◆ Task ◆
Reproduce the lines of the records from the one containing "Provide an outline for every instance of the horse" through the end of the records, inclusive, swapping every "front leg" for "hind leg" and leaving everything else unchanged.

◆ Records for processing ◆
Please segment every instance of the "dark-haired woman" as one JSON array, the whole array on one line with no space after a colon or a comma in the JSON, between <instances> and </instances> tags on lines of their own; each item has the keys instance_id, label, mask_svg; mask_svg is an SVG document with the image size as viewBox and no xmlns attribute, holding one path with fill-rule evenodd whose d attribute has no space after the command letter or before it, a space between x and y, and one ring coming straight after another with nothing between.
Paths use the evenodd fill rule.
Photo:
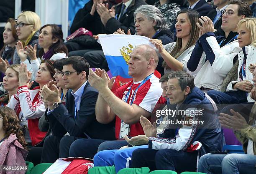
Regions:
<instances>
[{"instance_id":1,"label":"dark-haired woman","mask_svg":"<svg viewBox=\"0 0 256 174\"><path fill-rule=\"evenodd\" d=\"M39 52L39 58L36 57L36 46L26 46L25 54L32 60L27 59L24 62L27 65L28 70L32 73L32 79L36 78L36 72L42 60L55 60L66 57L67 49L63 42L63 33L61 29L55 24L47 24L39 30L38 43L41 47ZM18 42L19 47L22 45Z\"/></svg>"},{"instance_id":2,"label":"dark-haired woman","mask_svg":"<svg viewBox=\"0 0 256 174\"><path fill-rule=\"evenodd\" d=\"M0 107L0 166L26 167L26 148L27 143L16 114L8 107ZM25 172L20 170L18 173L24 174ZM1 173L5 172L3 171Z\"/></svg>"},{"instance_id":3,"label":"dark-haired woman","mask_svg":"<svg viewBox=\"0 0 256 174\"><path fill-rule=\"evenodd\" d=\"M163 45L161 40L149 40L164 59L164 72L187 70L187 64L198 39L199 30L197 28L199 14L193 10L180 11L176 19L175 28L177 41ZM202 63L202 60L200 65ZM199 71L199 70L197 70ZM196 73L193 75L195 76Z\"/></svg>"},{"instance_id":4,"label":"dark-haired woman","mask_svg":"<svg viewBox=\"0 0 256 174\"><path fill-rule=\"evenodd\" d=\"M38 127L39 119L44 114L46 111L39 94L39 90L50 80L54 80L55 72L52 64L49 61L41 63L36 78L36 82L39 86L29 90L27 83L29 78L26 67L26 64L20 65L18 76L20 87L17 93L11 97L7 106L13 109L19 118L24 117L27 120L26 135L29 135L26 136L27 142L31 143L33 146L39 146L46 134L40 131Z\"/></svg>"}]
</instances>

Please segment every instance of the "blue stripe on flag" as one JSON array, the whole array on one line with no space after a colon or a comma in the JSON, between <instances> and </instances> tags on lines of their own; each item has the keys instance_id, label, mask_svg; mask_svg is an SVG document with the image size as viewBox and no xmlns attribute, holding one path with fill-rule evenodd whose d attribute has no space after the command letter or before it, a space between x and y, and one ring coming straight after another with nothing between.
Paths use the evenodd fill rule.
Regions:
<instances>
[{"instance_id":1,"label":"blue stripe on flag","mask_svg":"<svg viewBox=\"0 0 256 174\"><path fill-rule=\"evenodd\" d=\"M123 78L131 78L128 75L128 65L123 56L105 56L108 67L113 76L119 75Z\"/></svg>"}]
</instances>

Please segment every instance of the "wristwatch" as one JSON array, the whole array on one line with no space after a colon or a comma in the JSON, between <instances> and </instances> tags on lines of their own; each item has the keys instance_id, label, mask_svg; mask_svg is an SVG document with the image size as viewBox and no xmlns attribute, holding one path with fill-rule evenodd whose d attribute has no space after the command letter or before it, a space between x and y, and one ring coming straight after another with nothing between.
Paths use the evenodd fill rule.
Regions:
<instances>
[{"instance_id":1,"label":"wristwatch","mask_svg":"<svg viewBox=\"0 0 256 174\"><path fill-rule=\"evenodd\" d=\"M59 106L61 103L62 103L62 102L54 102L53 104L53 107L54 107L55 108L56 108L57 107L58 107Z\"/></svg>"}]
</instances>

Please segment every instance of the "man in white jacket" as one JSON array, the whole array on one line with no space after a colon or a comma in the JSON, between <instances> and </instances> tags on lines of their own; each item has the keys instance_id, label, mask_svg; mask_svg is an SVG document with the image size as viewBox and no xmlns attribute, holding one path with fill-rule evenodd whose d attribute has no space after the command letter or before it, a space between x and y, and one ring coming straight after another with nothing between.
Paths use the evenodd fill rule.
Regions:
<instances>
[{"instance_id":1,"label":"man in white jacket","mask_svg":"<svg viewBox=\"0 0 256 174\"><path fill-rule=\"evenodd\" d=\"M218 40L219 38L216 38L212 32L213 24L208 17L202 17L202 19L200 19L202 26L197 24L202 36L188 62L187 72L193 75L197 68L197 62L200 62L200 57L206 59L205 63L195 79L196 86L205 91L220 90L219 85L233 65L234 57L242 50L236 40L237 36L233 37L237 35L229 35L232 33L237 33L236 26L239 20L251 15L250 7L240 0L232 0L225 10L223 15L221 26L226 35L224 40Z\"/></svg>"}]
</instances>

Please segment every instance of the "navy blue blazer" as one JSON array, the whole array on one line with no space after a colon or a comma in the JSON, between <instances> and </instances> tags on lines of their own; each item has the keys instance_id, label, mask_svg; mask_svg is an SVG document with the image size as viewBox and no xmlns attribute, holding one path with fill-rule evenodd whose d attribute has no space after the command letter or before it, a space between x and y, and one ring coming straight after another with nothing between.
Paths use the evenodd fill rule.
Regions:
<instances>
[{"instance_id":1,"label":"navy blue blazer","mask_svg":"<svg viewBox=\"0 0 256 174\"><path fill-rule=\"evenodd\" d=\"M63 136L67 132L76 137L114 140L115 125L102 124L96 119L95 107L98 92L87 82L84 89L80 109L74 118L74 98L68 90L66 104L61 104L47 116L54 135Z\"/></svg>"},{"instance_id":2,"label":"navy blue blazer","mask_svg":"<svg viewBox=\"0 0 256 174\"><path fill-rule=\"evenodd\" d=\"M187 8L188 9L188 8ZM205 0L200 0L194 7L193 10L196 10L199 13L200 16L207 16L208 13L213 9L212 7L206 3Z\"/></svg>"}]
</instances>

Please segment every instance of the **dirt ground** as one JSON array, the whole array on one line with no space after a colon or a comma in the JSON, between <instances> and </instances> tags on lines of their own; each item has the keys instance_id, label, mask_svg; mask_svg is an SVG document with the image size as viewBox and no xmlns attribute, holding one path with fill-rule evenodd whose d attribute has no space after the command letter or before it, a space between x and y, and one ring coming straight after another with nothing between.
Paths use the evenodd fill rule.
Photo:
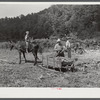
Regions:
<instances>
[{"instance_id":1,"label":"dirt ground","mask_svg":"<svg viewBox=\"0 0 100 100\"><path fill-rule=\"evenodd\" d=\"M51 53L44 53L46 55ZM100 51L72 54L78 58L76 72L55 72L34 66L33 55L26 54L29 62L18 64L18 52L0 49L0 87L100 87ZM39 54L41 59L41 55Z\"/></svg>"}]
</instances>

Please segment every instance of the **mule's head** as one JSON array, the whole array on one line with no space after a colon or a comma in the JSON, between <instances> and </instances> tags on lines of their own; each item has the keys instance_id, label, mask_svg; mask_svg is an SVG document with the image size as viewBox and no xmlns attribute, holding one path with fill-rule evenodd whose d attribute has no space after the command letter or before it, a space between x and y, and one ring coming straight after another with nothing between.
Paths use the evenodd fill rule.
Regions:
<instances>
[{"instance_id":1,"label":"mule's head","mask_svg":"<svg viewBox=\"0 0 100 100\"><path fill-rule=\"evenodd\" d=\"M9 41L10 43L10 50L12 50L14 48L14 43L12 41Z\"/></svg>"}]
</instances>

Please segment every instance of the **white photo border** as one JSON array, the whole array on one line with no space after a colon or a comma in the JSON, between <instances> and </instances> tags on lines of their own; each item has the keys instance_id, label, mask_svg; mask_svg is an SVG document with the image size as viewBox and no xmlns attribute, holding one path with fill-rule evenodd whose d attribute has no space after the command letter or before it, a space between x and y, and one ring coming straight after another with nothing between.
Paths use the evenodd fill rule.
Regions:
<instances>
[{"instance_id":1,"label":"white photo border","mask_svg":"<svg viewBox=\"0 0 100 100\"><path fill-rule=\"evenodd\" d=\"M48 4L48 2L0 2L0 4ZM49 2L49 4L100 5L100 2ZM58 87L59 88L59 87ZM100 88L0 88L0 98L100 98Z\"/></svg>"}]
</instances>

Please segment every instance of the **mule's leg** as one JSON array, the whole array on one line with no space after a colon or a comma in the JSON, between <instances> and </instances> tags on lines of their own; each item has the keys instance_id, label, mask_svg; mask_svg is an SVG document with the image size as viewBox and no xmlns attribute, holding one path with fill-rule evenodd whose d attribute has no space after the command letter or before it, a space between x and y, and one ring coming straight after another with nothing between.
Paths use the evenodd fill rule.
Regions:
<instances>
[{"instance_id":1,"label":"mule's leg","mask_svg":"<svg viewBox=\"0 0 100 100\"><path fill-rule=\"evenodd\" d=\"M23 57L24 57L24 59L25 59L25 62L27 62L26 56L25 56L25 52L23 52Z\"/></svg>"},{"instance_id":2,"label":"mule's leg","mask_svg":"<svg viewBox=\"0 0 100 100\"><path fill-rule=\"evenodd\" d=\"M21 64L21 52L19 51L19 64Z\"/></svg>"},{"instance_id":3,"label":"mule's leg","mask_svg":"<svg viewBox=\"0 0 100 100\"><path fill-rule=\"evenodd\" d=\"M34 65L36 65L36 64L37 64L37 53L33 53L33 56L34 56L34 58L35 58Z\"/></svg>"}]
</instances>

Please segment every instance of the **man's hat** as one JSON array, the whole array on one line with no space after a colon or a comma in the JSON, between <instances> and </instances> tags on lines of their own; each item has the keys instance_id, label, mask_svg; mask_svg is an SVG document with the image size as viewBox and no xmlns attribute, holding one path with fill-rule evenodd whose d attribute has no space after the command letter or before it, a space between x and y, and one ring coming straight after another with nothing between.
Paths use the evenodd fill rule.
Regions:
<instances>
[{"instance_id":1,"label":"man's hat","mask_svg":"<svg viewBox=\"0 0 100 100\"><path fill-rule=\"evenodd\" d=\"M60 39L57 40L57 42L60 42L60 41L61 41Z\"/></svg>"}]
</instances>

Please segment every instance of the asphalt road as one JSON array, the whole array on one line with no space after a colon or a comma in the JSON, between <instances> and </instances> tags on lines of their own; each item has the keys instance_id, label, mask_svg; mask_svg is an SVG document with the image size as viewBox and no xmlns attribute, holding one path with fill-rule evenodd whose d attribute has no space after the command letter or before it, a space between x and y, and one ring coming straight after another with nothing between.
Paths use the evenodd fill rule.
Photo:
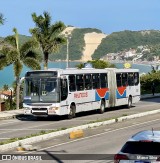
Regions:
<instances>
[{"instance_id":1,"label":"asphalt road","mask_svg":"<svg viewBox=\"0 0 160 163\"><path fill-rule=\"evenodd\" d=\"M111 160L122 145L133 134L142 130L160 130L160 115L150 115L137 119L131 119L123 122L118 122L106 126L101 126L94 129L85 130L85 136L80 139L69 139L67 135L63 135L52 140L44 141L34 146L39 146L38 151L23 153L25 156L41 156L43 161L36 162L82 162L82 163L102 163L113 162ZM8 154L22 153L16 151L8 151ZM7 154L7 153L6 153ZM69 160L65 160L64 154L67 154ZM66 155L65 155L66 156ZM65 159L64 159L65 158ZM100 160L99 160L100 159ZM53 161L54 160L54 161ZM2 161L4 162L4 161ZM19 162L19 161L5 161ZM35 161L24 161L35 162Z\"/></svg>"},{"instance_id":2,"label":"asphalt road","mask_svg":"<svg viewBox=\"0 0 160 163\"><path fill-rule=\"evenodd\" d=\"M159 109L159 98L140 101L131 109L124 107L107 110L104 114L96 111L78 114L76 118L67 120L66 117L53 117L37 120L34 117L20 116L17 119L0 121L0 141L10 138L24 137L45 130L61 129L87 124L100 119L116 118L144 111Z\"/></svg>"}]
</instances>

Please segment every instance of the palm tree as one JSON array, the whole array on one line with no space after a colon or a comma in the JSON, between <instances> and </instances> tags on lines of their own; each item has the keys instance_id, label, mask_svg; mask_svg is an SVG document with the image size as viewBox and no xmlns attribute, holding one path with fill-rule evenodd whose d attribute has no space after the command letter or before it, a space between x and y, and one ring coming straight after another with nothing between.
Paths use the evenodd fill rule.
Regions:
<instances>
[{"instance_id":1,"label":"palm tree","mask_svg":"<svg viewBox=\"0 0 160 163\"><path fill-rule=\"evenodd\" d=\"M31 69L41 69L40 54L36 51L38 47L36 41L29 40L20 47L17 29L14 28L13 32L15 33L13 36L8 36L4 39L6 44L0 50L0 63L4 63L0 64L0 67L13 64L14 76L16 77L16 109L19 109L19 80L23 65Z\"/></svg>"},{"instance_id":2,"label":"palm tree","mask_svg":"<svg viewBox=\"0 0 160 163\"><path fill-rule=\"evenodd\" d=\"M32 19L36 27L30 29L30 33L40 45L44 57L44 69L47 69L49 54L56 52L62 44L66 43L66 39L61 35L66 27L61 21L51 24L51 16L45 11L43 16L33 13Z\"/></svg>"},{"instance_id":3,"label":"palm tree","mask_svg":"<svg viewBox=\"0 0 160 163\"><path fill-rule=\"evenodd\" d=\"M3 14L0 13L0 24L4 24L5 18L3 16Z\"/></svg>"}]
</instances>

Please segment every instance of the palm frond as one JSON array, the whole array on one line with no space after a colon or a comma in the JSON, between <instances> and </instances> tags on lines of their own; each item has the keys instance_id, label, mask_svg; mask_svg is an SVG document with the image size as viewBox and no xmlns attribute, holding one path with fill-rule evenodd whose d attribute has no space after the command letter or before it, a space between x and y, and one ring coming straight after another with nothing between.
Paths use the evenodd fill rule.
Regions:
<instances>
[{"instance_id":1,"label":"palm frond","mask_svg":"<svg viewBox=\"0 0 160 163\"><path fill-rule=\"evenodd\" d=\"M14 68L14 76L19 77L23 68L23 64L18 60L17 62L14 62L13 68Z\"/></svg>"},{"instance_id":2,"label":"palm frond","mask_svg":"<svg viewBox=\"0 0 160 163\"><path fill-rule=\"evenodd\" d=\"M3 16L3 14L0 13L0 24L4 24L5 18Z\"/></svg>"},{"instance_id":3,"label":"palm frond","mask_svg":"<svg viewBox=\"0 0 160 163\"><path fill-rule=\"evenodd\" d=\"M29 40L25 42L21 48L20 48L20 53L22 56L25 56L25 54L28 53L28 51L31 51L32 49L37 49L39 48L39 44L35 39Z\"/></svg>"},{"instance_id":4,"label":"palm frond","mask_svg":"<svg viewBox=\"0 0 160 163\"><path fill-rule=\"evenodd\" d=\"M14 36L7 36L4 41L10 45L12 45L14 48L17 47L16 45L16 38Z\"/></svg>"},{"instance_id":5,"label":"palm frond","mask_svg":"<svg viewBox=\"0 0 160 163\"><path fill-rule=\"evenodd\" d=\"M63 22L56 22L50 27L48 39L59 36L65 30L65 28L66 26Z\"/></svg>"},{"instance_id":6,"label":"palm frond","mask_svg":"<svg viewBox=\"0 0 160 163\"><path fill-rule=\"evenodd\" d=\"M7 56L7 60L9 61L9 63L13 63L15 61L17 61L19 59L19 53L16 49L14 50L11 50L9 53L8 53L8 56Z\"/></svg>"},{"instance_id":7,"label":"palm frond","mask_svg":"<svg viewBox=\"0 0 160 163\"><path fill-rule=\"evenodd\" d=\"M34 58L27 57L27 58L23 61L23 63L24 63L27 67L29 67L29 68L31 68L31 69L33 69L33 70L40 70L40 69L41 69L40 63L39 63L36 59L34 59Z\"/></svg>"}]
</instances>

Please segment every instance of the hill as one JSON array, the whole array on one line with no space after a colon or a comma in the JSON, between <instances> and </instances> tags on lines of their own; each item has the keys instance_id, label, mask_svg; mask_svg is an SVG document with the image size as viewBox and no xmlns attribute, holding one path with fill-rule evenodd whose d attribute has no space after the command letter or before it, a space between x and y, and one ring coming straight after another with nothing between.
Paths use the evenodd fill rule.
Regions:
<instances>
[{"instance_id":1,"label":"hill","mask_svg":"<svg viewBox=\"0 0 160 163\"><path fill-rule=\"evenodd\" d=\"M122 53L129 49L138 51L139 46L149 48L149 53L142 54L142 59L152 60L155 56L160 57L160 31L156 30L126 30L106 35L95 28L67 27L62 34L69 40L69 60L85 62L102 58L109 53ZM28 39L29 36L20 35L21 44ZM49 56L49 60L66 60L66 53L67 45L63 45L58 52Z\"/></svg>"}]
</instances>

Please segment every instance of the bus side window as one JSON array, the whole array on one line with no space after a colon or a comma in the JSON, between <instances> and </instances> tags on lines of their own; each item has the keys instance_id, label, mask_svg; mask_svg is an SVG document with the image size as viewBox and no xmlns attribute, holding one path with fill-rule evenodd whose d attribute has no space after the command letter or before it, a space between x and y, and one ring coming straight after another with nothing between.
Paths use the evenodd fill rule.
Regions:
<instances>
[{"instance_id":1,"label":"bus side window","mask_svg":"<svg viewBox=\"0 0 160 163\"><path fill-rule=\"evenodd\" d=\"M99 74L92 74L92 85L93 85L93 89L100 88Z\"/></svg>"},{"instance_id":2,"label":"bus side window","mask_svg":"<svg viewBox=\"0 0 160 163\"><path fill-rule=\"evenodd\" d=\"M139 73L135 72L134 73L134 85L138 85L139 84Z\"/></svg>"},{"instance_id":3,"label":"bus side window","mask_svg":"<svg viewBox=\"0 0 160 163\"><path fill-rule=\"evenodd\" d=\"M69 91L74 92L76 90L75 75L69 76Z\"/></svg>"},{"instance_id":4,"label":"bus side window","mask_svg":"<svg viewBox=\"0 0 160 163\"><path fill-rule=\"evenodd\" d=\"M77 91L84 90L83 75L76 75L76 87L77 87Z\"/></svg>"},{"instance_id":5,"label":"bus side window","mask_svg":"<svg viewBox=\"0 0 160 163\"><path fill-rule=\"evenodd\" d=\"M122 86L128 86L127 73L122 73Z\"/></svg>"},{"instance_id":6,"label":"bus side window","mask_svg":"<svg viewBox=\"0 0 160 163\"><path fill-rule=\"evenodd\" d=\"M85 83L85 89L86 90L92 89L92 82L91 82L91 75L90 74L84 75L84 83Z\"/></svg>"},{"instance_id":7,"label":"bus side window","mask_svg":"<svg viewBox=\"0 0 160 163\"><path fill-rule=\"evenodd\" d=\"M68 85L67 79L61 79L61 100L66 100L68 96Z\"/></svg>"},{"instance_id":8,"label":"bus side window","mask_svg":"<svg viewBox=\"0 0 160 163\"><path fill-rule=\"evenodd\" d=\"M107 88L107 74L100 74L100 80L101 80L101 88Z\"/></svg>"},{"instance_id":9,"label":"bus side window","mask_svg":"<svg viewBox=\"0 0 160 163\"><path fill-rule=\"evenodd\" d=\"M132 72L128 73L128 85L129 86L134 85L134 73L132 73Z\"/></svg>"},{"instance_id":10,"label":"bus side window","mask_svg":"<svg viewBox=\"0 0 160 163\"><path fill-rule=\"evenodd\" d=\"M122 75L121 74L116 74L116 81L117 81L117 87L122 86Z\"/></svg>"}]
</instances>

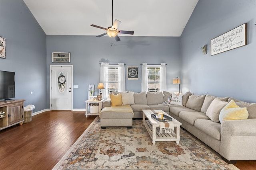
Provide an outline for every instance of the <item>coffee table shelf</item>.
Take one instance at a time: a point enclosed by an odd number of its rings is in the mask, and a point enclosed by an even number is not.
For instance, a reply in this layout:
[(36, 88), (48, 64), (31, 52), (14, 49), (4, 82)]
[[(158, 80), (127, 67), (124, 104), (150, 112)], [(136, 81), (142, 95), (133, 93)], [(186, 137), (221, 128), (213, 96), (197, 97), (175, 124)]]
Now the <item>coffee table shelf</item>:
[[(154, 110), (156, 112), (162, 112), (164, 114), (170, 116), (169, 115), (162, 110)], [(148, 134), (152, 139), (153, 145), (156, 144), (156, 141), (175, 141), (176, 144), (178, 145), (180, 141), (180, 128), (182, 123), (172, 117), (171, 123), (174, 124), (175, 133), (160, 134), (160, 123), (161, 122), (151, 118), (151, 114), (153, 113), (150, 110), (142, 110), (143, 113), (142, 121)], [(146, 117), (148, 120), (146, 120)]]

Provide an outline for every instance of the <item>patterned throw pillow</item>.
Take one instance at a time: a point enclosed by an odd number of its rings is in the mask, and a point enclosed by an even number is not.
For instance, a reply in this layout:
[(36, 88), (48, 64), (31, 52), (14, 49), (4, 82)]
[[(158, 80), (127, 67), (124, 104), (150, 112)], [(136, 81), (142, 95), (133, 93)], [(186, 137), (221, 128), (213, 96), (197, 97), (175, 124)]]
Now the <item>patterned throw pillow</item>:
[(176, 104), (177, 105), (182, 105), (182, 94), (178, 92), (172, 93), (172, 99), (171, 99), (170, 104)]
[(240, 107), (231, 100), (220, 111), (219, 119), (222, 123), (225, 120), (247, 119), (248, 116), (246, 107)]
[(162, 104), (158, 104), (159, 105), (169, 106), (171, 102), (171, 99), (172, 98), (172, 95), (170, 95), (166, 101), (164, 101)]
[(119, 93), (116, 95), (110, 94), (109, 96), (111, 100), (111, 106), (122, 105), (123, 103), (122, 102), (122, 95), (121, 93)]

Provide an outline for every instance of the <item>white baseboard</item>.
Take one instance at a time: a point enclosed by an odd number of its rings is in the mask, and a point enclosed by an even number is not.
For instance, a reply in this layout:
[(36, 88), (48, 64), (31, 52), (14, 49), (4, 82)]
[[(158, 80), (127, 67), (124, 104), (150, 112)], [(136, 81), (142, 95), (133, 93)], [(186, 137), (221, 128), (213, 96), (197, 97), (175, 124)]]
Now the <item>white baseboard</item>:
[[(40, 110), (36, 112), (33, 113), (32, 116), (34, 116), (35, 115), (38, 115), (38, 114), (42, 113), (45, 111), (50, 111), (50, 109), (46, 109), (43, 110)], [(72, 111), (85, 111), (85, 109), (73, 109)]]
[(35, 115), (38, 115), (38, 114), (42, 113), (44, 112), (45, 111), (50, 111), (50, 109), (46, 109), (44, 110), (40, 110), (38, 111), (37, 111), (36, 112), (33, 113), (32, 114), (32, 116), (34, 116)]
[(85, 109), (73, 109), (72, 111), (85, 111)]

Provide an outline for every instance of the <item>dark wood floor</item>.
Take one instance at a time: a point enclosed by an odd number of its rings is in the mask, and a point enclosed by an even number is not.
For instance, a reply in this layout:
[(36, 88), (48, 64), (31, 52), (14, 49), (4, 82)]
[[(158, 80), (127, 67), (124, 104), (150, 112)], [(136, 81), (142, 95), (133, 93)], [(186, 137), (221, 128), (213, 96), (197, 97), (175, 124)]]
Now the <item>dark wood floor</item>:
[[(46, 111), (0, 131), (0, 170), (52, 169), (95, 117), (86, 118), (84, 111)], [(256, 170), (256, 161), (235, 165)]]

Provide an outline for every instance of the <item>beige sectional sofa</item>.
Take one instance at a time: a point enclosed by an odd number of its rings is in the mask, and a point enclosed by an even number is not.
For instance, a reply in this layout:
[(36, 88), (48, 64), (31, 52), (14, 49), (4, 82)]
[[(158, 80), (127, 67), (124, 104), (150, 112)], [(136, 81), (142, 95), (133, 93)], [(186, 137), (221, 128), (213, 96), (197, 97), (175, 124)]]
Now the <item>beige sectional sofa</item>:
[[(180, 121), (182, 128), (218, 153), (228, 163), (234, 163), (236, 160), (256, 160), (256, 103), (188, 92), (182, 94), (182, 106), (160, 105), (171, 94), (167, 92), (134, 93), (134, 104), (130, 105), (134, 113), (133, 118), (141, 118), (143, 109), (162, 109)], [(222, 107), (219, 104), (215, 106), (214, 100), (220, 101), (216, 103), (224, 104), (224, 106), (233, 100), (239, 107), (246, 108), (248, 118), (217, 122), (218, 112), (220, 110), (214, 111), (213, 107)], [(103, 107), (110, 107), (110, 104), (108, 99), (103, 102)]]

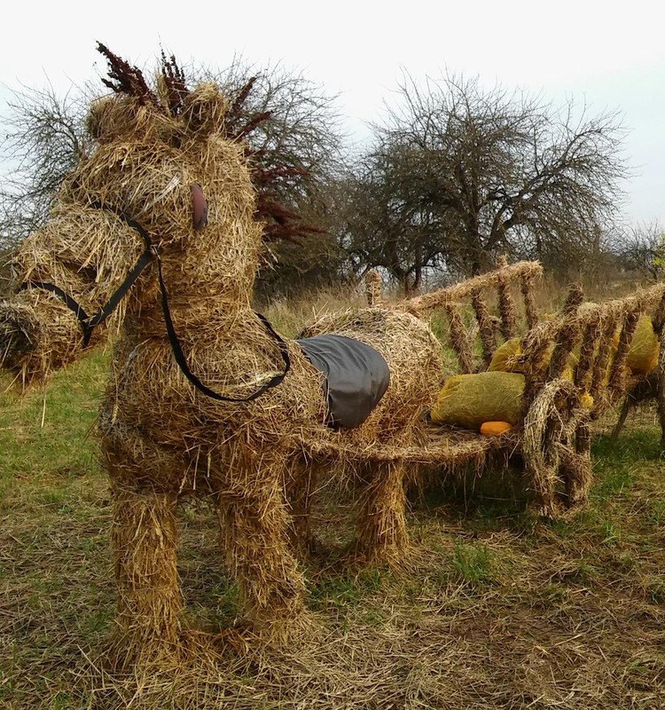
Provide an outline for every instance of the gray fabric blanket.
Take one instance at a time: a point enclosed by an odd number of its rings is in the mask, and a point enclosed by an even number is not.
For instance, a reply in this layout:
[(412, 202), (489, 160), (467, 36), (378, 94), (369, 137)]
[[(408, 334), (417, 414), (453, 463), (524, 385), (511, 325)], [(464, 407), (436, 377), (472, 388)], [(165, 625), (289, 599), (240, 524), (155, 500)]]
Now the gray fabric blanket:
[(316, 335), (296, 343), (325, 376), (330, 412), (326, 423), (333, 429), (360, 426), (390, 383), (390, 370), (381, 353), (343, 335)]

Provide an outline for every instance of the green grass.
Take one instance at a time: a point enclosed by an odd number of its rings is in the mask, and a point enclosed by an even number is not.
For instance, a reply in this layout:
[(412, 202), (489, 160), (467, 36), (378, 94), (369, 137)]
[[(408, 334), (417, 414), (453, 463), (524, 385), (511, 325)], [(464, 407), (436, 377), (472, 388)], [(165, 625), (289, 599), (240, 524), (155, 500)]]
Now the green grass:
[[(342, 568), (348, 501), (324, 496), (315, 522), (331, 556), (303, 566), (324, 629), (313, 645), (174, 670), (150, 691), (110, 679), (96, 660), (116, 611), (92, 433), (106, 367), (94, 352), (45, 392), (0, 395), (3, 708), (659, 706), (665, 476), (653, 416), (614, 445), (603, 422), (589, 503), (565, 520), (537, 521), (505, 474), (414, 498), (418, 555), (401, 572)], [(184, 624), (223, 632), (241, 604), (217, 522), (203, 505), (184, 506), (180, 520)]]

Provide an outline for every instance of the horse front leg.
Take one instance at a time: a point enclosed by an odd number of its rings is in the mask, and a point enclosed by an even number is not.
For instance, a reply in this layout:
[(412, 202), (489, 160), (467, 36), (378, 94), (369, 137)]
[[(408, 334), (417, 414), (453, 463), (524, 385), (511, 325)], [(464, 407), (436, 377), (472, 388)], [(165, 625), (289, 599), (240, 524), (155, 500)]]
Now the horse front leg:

◆ Exercise response ◆
Provide an outline for every instance of the horse hind leg.
Take one instance at a time: a point enclosed by an odd number of its rings is in the mask, and a point enclosed by an even number is not.
For instance, a reply in this layout:
[(412, 202), (489, 160), (467, 36), (378, 94), (369, 137)]
[[(408, 334), (417, 414), (453, 463), (524, 385), (511, 325)], [(464, 407), (436, 377), (472, 388)], [(165, 625), (289, 599), (240, 524), (155, 500)]]
Now the horse hind leg:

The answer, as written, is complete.